» EXTRAIT FOURNI:
+ + +

Les Occidentaux poursuivent mardi leurs efforts diplomatiques en vue d'une résolution forte du Conseil de sécurité sur le démantèlement de l'arsenal chimique syrien, au lendemain de la publication d'un rapport qui «donne le frisson» sur le massacre du 21 août.

D'une même voix, Washington, Paris et Londres ont proclamé que le rapport de l'ONU ne laissait «aucun doute» quant à la «responsabilité extrêmement claire» du régime de Bachar al-Assad dans l'attaque aux armes chimiques perpétrée dans la banlieue de Damas le 21 août.

Le chef de la diplomatie française Laurent Fabius a évoqué un document au «contenu accablant».

Mais deux jours après un accord entre les États-Unis et la Russie sur le désarmement chimique de la Syrie, Moscou, son indéfectible allié, s'oppose à un texte aux Nations unies qui menacerait le régime syrien de «conséquences» --c'est à dire de sanctions pouvant aller jusqu'au recours à la force-- s'il ne respecte pas ses obligations.

+ + +

(Relevés d'annotation de coordonnées)
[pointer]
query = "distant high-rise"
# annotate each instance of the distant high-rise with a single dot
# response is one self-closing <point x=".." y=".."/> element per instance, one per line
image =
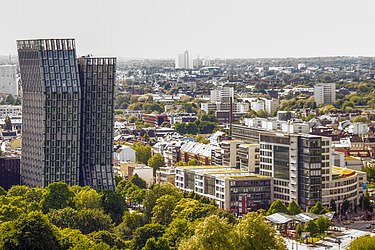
<point x="324" y="93"/>
<point x="8" y="80"/>
<point x="67" y="115"/>
<point x="184" y="61"/>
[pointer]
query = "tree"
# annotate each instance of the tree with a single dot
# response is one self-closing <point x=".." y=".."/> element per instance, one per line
<point x="323" y="224"/>
<point x="142" y="152"/>
<point x="32" y="231"/>
<point x="162" y="211"/>
<point x="319" y="209"/>
<point x="8" y="124"/>
<point x="365" y="242"/>
<point x="87" y="198"/>
<point x="113" y="204"/>
<point x="213" y="233"/>
<point x="153" y="244"/>
<point x="156" y="161"/>
<point x="142" y="234"/>
<point x="277" y="207"/>
<point x="293" y="208"/>
<point x="57" y="196"/>
<point x="108" y="238"/>
<point x="252" y="232"/>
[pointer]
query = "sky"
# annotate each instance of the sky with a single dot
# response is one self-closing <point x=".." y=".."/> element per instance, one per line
<point x="210" y="28"/>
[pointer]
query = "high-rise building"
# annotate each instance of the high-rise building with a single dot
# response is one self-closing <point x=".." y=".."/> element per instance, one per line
<point x="184" y="61"/>
<point x="8" y="80"/>
<point x="67" y="115"/>
<point x="324" y="93"/>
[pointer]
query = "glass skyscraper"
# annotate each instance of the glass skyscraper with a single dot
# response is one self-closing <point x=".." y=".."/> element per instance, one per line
<point x="67" y="115"/>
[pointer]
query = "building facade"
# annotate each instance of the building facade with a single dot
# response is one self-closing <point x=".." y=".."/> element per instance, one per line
<point x="57" y="93"/>
<point x="8" y="80"/>
<point x="324" y="93"/>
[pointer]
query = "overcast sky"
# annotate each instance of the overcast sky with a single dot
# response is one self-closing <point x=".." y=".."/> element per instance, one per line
<point x="213" y="28"/>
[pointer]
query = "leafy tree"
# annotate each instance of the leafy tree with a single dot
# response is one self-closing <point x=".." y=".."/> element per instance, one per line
<point x="91" y="220"/>
<point x="311" y="227"/>
<point x="108" y="238"/>
<point x="142" y="153"/>
<point x="213" y="233"/>
<point x="293" y="208"/>
<point x="57" y="196"/>
<point x="87" y="198"/>
<point x="8" y="124"/>
<point x="323" y="224"/>
<point x="138" y="181"/>
<point x="319" y="209"/>
<point x="142" y="234"/>
<point x="2" y="191"/>
<point x="277" y="207"/>
<point x="162" y="211"/>
<point x="178" y="230"/>
<point x="113" y="204"/>
<point x="156" y="161"/>
<point x="32" y="231"/>
<point x="153" y="244"/>
<point x="9" y="213"/>
<point x="252" y="232"/>
<point x="365" y="242"/>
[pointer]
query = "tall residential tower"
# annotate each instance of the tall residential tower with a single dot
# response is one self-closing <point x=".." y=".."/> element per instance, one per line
<point x="65" y="103"/>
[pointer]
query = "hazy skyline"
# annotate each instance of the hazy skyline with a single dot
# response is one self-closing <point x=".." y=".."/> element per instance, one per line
<point x="226" y="29"/>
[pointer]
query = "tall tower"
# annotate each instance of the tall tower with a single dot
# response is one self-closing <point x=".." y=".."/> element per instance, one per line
<point x="55" y="112"/>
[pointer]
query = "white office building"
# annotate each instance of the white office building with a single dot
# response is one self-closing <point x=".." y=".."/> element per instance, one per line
<point x="8" y="80"/>
<point x="324" y="93"/>
<point x="184" y="61"/>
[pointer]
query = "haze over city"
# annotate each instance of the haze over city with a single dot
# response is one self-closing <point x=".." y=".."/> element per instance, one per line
<point x="225" y="29"/>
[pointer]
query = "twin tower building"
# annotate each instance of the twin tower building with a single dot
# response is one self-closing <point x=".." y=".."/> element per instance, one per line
<point x="67" y="118"/>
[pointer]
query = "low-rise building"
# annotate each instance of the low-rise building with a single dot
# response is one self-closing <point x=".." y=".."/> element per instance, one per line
<point x="234" y="190"/>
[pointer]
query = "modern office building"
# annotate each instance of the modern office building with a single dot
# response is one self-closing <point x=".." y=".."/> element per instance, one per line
<point x="9" y="172"/>
<point x="8" y="80"/>
<point x="67" y="115"/>
<point x="324" y="93"/>
<point x="184" y="61"/>
<point x="294" y="162"/>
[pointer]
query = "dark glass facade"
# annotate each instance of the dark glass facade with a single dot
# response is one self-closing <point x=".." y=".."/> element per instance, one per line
<point x="53" y="115"/>
<point x="97" y="77"/>
<point x="309" y="171"/>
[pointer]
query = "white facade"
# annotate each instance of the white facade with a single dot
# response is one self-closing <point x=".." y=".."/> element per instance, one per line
<point x="324" y="93"/>
<point x="222" y="95"/>
<point x="184" y="61"/>
<point x="8" y="80"/>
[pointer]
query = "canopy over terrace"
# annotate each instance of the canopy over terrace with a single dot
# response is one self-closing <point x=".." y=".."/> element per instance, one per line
<point x="281" y="218"/>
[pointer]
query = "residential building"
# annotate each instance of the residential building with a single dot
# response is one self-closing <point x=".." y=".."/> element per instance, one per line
<point x="67" y="115"/>
<point x="184" y="61"/>
<point x="324" y="93"/>
<point x="8" y="80"/>
<point x="234" y="190"/>
<point x="9" y="172"/>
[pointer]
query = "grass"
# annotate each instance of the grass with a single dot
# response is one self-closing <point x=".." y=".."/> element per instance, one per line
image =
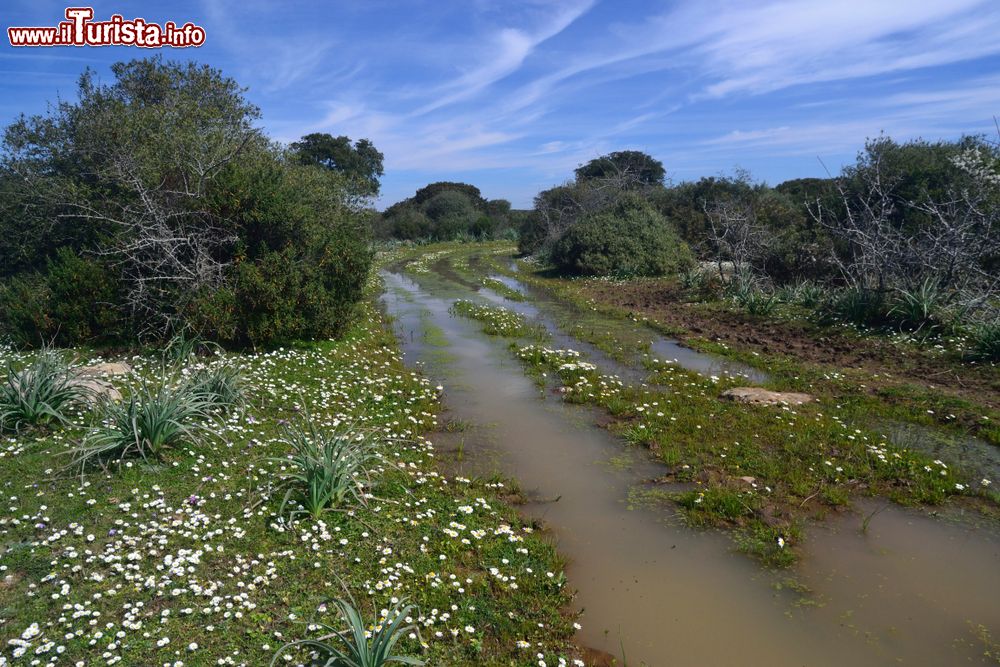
<point x="39" y="394"/>
<point x="326" y="468"/>
<point x="155" y="417"/>
<point x="182" y="559"/>
<point x="363" y="644"/>
<point x="760" y="472"/>
<point x="496" y="320"/>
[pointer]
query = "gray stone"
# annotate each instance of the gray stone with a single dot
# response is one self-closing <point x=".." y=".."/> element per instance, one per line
<point x="759" y="396"/>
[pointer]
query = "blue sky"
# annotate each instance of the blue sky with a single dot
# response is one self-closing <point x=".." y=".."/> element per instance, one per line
<point x="512" y="96"/>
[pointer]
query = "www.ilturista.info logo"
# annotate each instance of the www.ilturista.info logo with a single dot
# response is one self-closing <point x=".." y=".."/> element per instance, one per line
<point x="80" y="30"/>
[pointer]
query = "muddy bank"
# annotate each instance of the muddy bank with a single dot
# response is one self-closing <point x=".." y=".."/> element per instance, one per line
<point x="664" y="303"/>
<point x="664" y="594"/>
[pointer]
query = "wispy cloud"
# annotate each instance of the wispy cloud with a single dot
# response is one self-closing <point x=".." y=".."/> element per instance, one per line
<point x="515" y="94"/>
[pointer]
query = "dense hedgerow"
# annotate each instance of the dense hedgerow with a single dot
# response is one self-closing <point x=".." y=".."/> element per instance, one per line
<point x="629" y="239"/>
<point x="153" y="204"/>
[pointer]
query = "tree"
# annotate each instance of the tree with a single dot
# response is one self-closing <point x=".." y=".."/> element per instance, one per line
<point x="431" y="190"/>
<point x="626" y="170"/>
<point x="361" y="162"/>
<point x="628" y="239"/>
<point x="914" y="214"/>
<point x="158" y="195"/>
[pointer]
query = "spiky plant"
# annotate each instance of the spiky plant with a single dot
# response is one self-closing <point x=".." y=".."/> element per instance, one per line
<point x="920" y="309"/>
<point x="326" y="468"/>
<point x="354" y="647"/>
<point x="40" y="393"/>
<point x="854" y="305"/>
<point x="184" y="345"/>
<point x="154" y="418"/>
<point x="985" y="339"/>
<point x="222" y="385"/>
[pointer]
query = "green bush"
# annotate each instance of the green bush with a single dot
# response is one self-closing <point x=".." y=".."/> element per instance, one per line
<point x="194" y="221"/>
<point x="73" y="301"/>
<point x="629" y="239"/>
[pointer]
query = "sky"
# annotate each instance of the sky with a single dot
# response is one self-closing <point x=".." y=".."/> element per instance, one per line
<point x="512" y="96"/>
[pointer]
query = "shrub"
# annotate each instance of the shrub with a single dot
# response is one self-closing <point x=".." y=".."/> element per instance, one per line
<point x="71" y="302"/>
<point x="854" y="305"/>
<point x="153" y="419"/>
<point x="629" y="239"/>
<point x="328" y="468"/>
<point x="164" y="208"/>
<point x="362" y="644"/>
<point x="38" y="394"/>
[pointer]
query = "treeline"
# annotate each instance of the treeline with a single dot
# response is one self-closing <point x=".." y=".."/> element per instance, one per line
<point x="447" y="211"/>
<point x="907" y="237"/>
<point x="153" y="205"/>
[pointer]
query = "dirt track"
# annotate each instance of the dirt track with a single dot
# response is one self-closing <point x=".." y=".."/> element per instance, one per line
<point x="663" y="303"/>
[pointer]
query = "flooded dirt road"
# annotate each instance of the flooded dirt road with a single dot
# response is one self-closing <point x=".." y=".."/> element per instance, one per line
<point x="910" y="590"/>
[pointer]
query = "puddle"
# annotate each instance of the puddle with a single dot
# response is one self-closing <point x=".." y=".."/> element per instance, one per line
<point x="669" y="350"/>
<point x="976" y="458"/>
<point x="664" y="349"/>
<point x="668" y="595"/>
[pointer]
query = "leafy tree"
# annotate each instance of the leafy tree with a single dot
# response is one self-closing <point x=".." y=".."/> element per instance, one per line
<point x="628" y="239"/>
<point x="628" y="170"/>
<point x="158" y="194"/>
<point x="361" y="162"/>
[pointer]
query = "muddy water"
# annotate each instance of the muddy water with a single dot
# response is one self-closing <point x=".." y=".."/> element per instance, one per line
<point x="904" y="593"/>
<point x="660" y="348"/>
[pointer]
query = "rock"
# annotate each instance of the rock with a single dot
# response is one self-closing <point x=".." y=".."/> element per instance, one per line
<point x="91" y="378"/>
<point x="758" y="396"/>
<point x="105" y="368"/>
<point x="97" y="390"/>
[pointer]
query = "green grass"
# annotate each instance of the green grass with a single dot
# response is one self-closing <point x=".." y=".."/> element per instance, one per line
<point x="184" y="558"/>
<point x="762" y="472"/>
<point x="39" y="393"/>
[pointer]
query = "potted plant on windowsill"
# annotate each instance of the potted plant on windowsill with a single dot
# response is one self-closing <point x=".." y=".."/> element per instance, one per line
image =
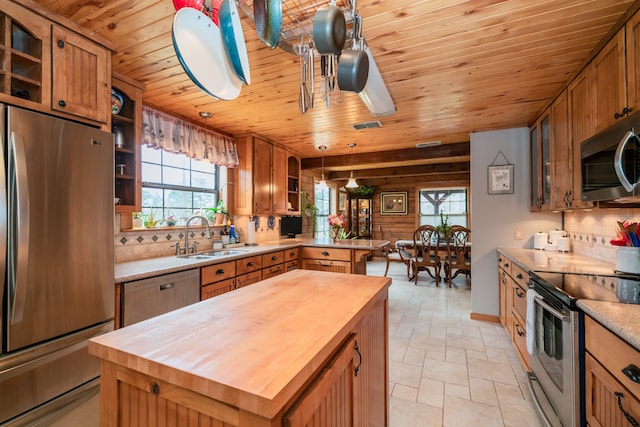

+ + +

» CONSIGNES DE L'EXERCICE:
1) Citez fidèlement un passage de l'extrait : commencez aux mots « Les Occidentaux poursuivent » et arrêtez-vous après « du 21 août. ».
2) Traduisez en anglais cette phrase de l'extrait : Le chef de la diplomatie française Laurent Fabius a évoqué un document au «contenu accablant».
Les entrées forment un matériau distinct de l'extrait.

» LISTE DES RÉPONSES:
1)
Les Occidentaux poursuivent mardi leurs efforts diplomatiques en vue d'une résolution forte du Conseil de sécurité sur le démantèlement de l'arsenal chimique syrien, au lendemain de la publication d'un rapport qui «donne le frisson» sur le massacre du 21 août.

2) The head of French diplomacy, Laurent Fabius, spoke of a document with "damning content."